Arrange every line of the entries below as a Markdown table with two columns, Row and Line, numbering the rows in order and leaving out blank lines.

Records from a collection
———
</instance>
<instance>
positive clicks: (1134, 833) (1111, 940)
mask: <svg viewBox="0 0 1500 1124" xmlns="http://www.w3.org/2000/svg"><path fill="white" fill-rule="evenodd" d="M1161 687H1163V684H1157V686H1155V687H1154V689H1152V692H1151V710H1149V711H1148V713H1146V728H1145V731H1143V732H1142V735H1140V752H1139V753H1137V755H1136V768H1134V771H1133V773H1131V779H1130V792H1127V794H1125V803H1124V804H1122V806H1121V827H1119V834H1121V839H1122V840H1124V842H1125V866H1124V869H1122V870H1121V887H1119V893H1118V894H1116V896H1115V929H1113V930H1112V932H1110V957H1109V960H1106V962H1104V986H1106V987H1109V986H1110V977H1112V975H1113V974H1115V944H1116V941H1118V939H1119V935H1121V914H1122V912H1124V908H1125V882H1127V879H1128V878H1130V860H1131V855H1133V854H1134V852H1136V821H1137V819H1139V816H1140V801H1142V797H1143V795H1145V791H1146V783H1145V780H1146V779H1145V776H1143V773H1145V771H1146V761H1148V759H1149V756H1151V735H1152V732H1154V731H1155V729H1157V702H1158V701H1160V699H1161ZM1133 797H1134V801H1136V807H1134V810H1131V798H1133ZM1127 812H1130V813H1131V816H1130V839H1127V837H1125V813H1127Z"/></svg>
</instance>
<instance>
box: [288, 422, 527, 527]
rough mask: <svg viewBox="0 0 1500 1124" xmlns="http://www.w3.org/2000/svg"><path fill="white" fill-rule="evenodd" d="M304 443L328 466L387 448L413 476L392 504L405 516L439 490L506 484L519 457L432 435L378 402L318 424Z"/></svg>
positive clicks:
———
• **FINAL ANSWER**:
| Row | Line |
|---|---|
| 1 | </instance> |
| 2 | <instance> |
| 3 | positive clicks: (1134, 833) (1111, 940) |
| 4 | mask: <svg viewBox="0 0 1500 1124" xmlns="http://www.w3.org/2000/svg"><path fill="white" fill-rule="evenodd" d="M1161 687H1163V684H1157V686H1155V687H1154V689H1152V692H1151V710H1149V711H1148V713H1146V728H1145V731H1143V732H1142V735H1140V752H1139V753H1137V755H1136V768H1134V771H1133V773H1131V779H1130V792H1127V794H1125V803H1124V804H1122V806H1121V827H1119V834H1121V839H1122V840H1124V842H1125V866H1124V869H1122V870H1121V887H1119V893H1118V894H1116V896H1115V929H1113V930H1112V932H1110V957H1109V960H1106V962H1104V986H1106V987H1109V986H1110V977H1112V975H1113V974H1115V944H1116V941H1118V939H1119V935H1121V914H1122V912H1124V908H1125V882H1127V879H1128V878H1130V860H1131V855H1133V854H1134V852H1136V821H1137V819H1139V816H1140V801H1142V797H1143V795H1145V791H1146V783H1145V780H1146V779H1145V776H1143V773H1145V771H1146V761H1148V759H1149V756H1151V735H1152V732H1154V731H1155V729H1157V702H1158V701H1160V699H1161ZM1133 797H1134V801H1136V807H1134V810H1131V798H1133ZM1127 812H1130V813H1131V816H1130V839H1127V837H1125V813H1127Z"/></svg> |
| 5 | </instance> |
| 6 | <instance> |
| 7 | box: [288, 422, 527, 527] |
| 8 | rough mask: <svg viewBox="0 0 1500 1124" xmlns="http://www.w3.org/2000/svg"><path fill="white" fill-rule="evenodd" d="M304 443L328 466L387 448L413 476L392 504L405 516L439 490L506 484L519 457L432 435L378 402L318 424Z"/></svg> |
| 9 | positive clicks: |